**DATOS PROPORCIONADOS**
—————
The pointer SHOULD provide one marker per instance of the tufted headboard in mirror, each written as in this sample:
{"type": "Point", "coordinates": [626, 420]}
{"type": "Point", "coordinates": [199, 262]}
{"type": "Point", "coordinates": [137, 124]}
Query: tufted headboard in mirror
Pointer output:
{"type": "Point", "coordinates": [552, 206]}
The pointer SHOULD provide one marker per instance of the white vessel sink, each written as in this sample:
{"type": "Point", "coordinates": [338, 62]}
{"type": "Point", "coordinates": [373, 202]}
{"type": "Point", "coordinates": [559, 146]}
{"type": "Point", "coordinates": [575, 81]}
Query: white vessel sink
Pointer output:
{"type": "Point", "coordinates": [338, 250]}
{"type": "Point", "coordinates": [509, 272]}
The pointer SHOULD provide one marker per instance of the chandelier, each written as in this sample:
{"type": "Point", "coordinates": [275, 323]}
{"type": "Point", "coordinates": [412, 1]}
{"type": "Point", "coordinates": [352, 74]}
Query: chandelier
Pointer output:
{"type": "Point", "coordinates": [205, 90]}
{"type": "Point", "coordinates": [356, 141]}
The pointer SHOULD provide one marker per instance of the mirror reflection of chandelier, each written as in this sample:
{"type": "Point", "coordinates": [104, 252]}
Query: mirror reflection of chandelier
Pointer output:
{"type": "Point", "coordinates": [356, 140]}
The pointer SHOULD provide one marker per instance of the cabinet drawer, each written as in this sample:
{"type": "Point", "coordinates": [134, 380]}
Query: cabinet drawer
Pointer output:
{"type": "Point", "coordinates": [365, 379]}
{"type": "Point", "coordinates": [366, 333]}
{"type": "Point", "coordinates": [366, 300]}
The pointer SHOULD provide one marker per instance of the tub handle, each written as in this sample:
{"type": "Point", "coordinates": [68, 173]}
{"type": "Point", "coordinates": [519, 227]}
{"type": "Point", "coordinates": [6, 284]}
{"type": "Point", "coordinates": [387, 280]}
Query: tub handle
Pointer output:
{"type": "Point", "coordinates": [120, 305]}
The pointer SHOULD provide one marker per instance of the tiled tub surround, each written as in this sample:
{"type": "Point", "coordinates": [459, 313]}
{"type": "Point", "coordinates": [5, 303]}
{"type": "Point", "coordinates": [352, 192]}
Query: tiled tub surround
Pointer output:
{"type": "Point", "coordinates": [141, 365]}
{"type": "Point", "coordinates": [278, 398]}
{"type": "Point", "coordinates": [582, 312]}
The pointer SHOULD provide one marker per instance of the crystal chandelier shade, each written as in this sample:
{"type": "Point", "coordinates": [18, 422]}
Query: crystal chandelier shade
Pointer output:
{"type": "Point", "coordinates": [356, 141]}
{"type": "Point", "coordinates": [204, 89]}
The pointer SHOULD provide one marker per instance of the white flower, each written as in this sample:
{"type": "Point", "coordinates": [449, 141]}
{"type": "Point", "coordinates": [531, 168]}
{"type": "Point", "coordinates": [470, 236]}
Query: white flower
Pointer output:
—————
**QUÉ HACER**
Pasa todas las entradas a una lista JSON de cadenas, con una cadena por cada línea y sin las líneas en blanco.

**RESPUESTA**
[
  "The pointer SHOULD provide one marker per instance of the tufted headboard in mirror, each written as in this sample:",
  "{\"type\": \"Point\", \"coordinates\": [626, 420]}",
  "{\"type\": \"Point\", \"coordinates\": [199, 262]}",
  "{\"type\": \"Point\", \"coordinates\": [137, 124]}",
  "Query: tufted headboard in mirror",
  "Pointer output:",
  "{\"type\": \"Point\", \"coordinates\": [552, 206]}",
  "The pointer SHOULD provide one marker per instance of the white vessel sink, each written as in this sample:",
  "{\"type\": \"Point\", \"coordinates\": [338, 62]}",
  "{\"type\": \"Point\", \"coordinates\": [373, 202]}",
  "{\"type\": \"Point\", \"coordinates\": [559, 146]}",
  "{\"type\": \"Point\", \"coordinates\": [575, 81]}",
  "Query: white vessel sink",
  "Pointer output:",
  "{\"type\": \"Point\", \"coordinates\": [338, 250]}",
  "{\"type\": \"Point\", \"coordinates\": [509, 272]}",
  "The pointer SHOULD provide one marker per instance of the chandelier, each written as in this sample:",
  "{\"type\": \"Point\", \"coordinates\": [275, 323]}",
  "{\"type\": \"Point\", \"coordinates\": [412, 1]}",
  "{\"type\": \"Point\", \"coordinates\": [352, 74]}",
  "Query: chandelier",
  "Pointer output:",
  "{\"type\": \"Point\", \"coordinates\": [205, 90]}",
  "{\"type\": \"Point\", \"coordinates\": [356, 141]}",
  "The pointer SHOULD provide one marker per instance of the mirror reflection of chandelier, each written as in this sample:",
  "{\"type\": \"Point\", \"coordinates\": [104, 252]}",
  "Query: mirror reflection of chandelier",
  "Pointer output:",
  "{\"type\": \"Point\", \"coordinates\": [356, 140]}",
  "The pointer SHOULD provide one marker per instance of the cabinet drawer, each written as in this sample:",
  "{\"type\": \"Point\", \"coordinates\": [134, 380]}",
  "Query: cabinet drawer",
  "Pointer output:",
  "{\"type\": \"Point\", \"coordinates\": [365, 379]}",
  "{\"type\": \"Point\", \"coordinates\": [366, 333]}",
  "{\"type\": \"Point\", \"coordinates\": [366, 300]}",
  "The pointer SHOULD provide one marker per instance of the tub handle, each written as in this sample:",
  "{\"type\": \"Point\", \"coordinates\": [68, 173]}",
  "{\"type\": \"Point\", \"coordinates\": [519, 227]}",
  "{\"type\": \"Point\", \"coordinates\": [6, 284]}",
  "{\"type\": \"Point\", \"coordinates\": [387, 280]}",
  "Query: tub handle",
  "Pointer output:",
  "{\"type\": \"Point\", \"coordinates\": [120, 305]}",
  "The pointer SHOULD provide one marker per instance of the tiled tub surround, each written as in this sample:",
  "{\"type\": \"Point\", \"coordinates\": [459, 313]}",
  "{\"type\": \"Point\", \"coordinates\": [5, 303]}",
  "{\"type\": \"Point\", \"coordinates\": [352, 192]}",
  "Query: tiled tub surround",
  "Pointer output:",
  "{\"type\": \"Point\", \"coordinates\": [141, 365]}",
  "{\"type\": \"Point\", \"coordinates\": [278, 398]}",
  "{\"type\": \"Point\", \"coordinates\": [582, 312]}",
  "The pointer SHOULD provide one marker per instance of the crystal chandelier shade, each written as in this sample:",
  "{\"type\": \"Point\", \"coordinates\": [18, 422]}",
  "Query: crystal chandelier shade",
  "Pointer output:",
  "{\"type\": \"Point\", \"coordinates\": [356, 141]}",
  "{\"type\": \"Point\", \"coordinates\": [204, 89]}",
  "The pointer SHOULD provide one marker per instance of the white flower, each written as in this sample:",
  "{\"type\": \"Point\", \"coordinates\": [449, 141]}",
  "{\"type\": \"Point\", \"coordinates\": [531, 168]}",
  "{\"type\": \"Point\", \"coordinates\": [470, 236]}",
  "Query: white flower",
  "Pointer output:"
]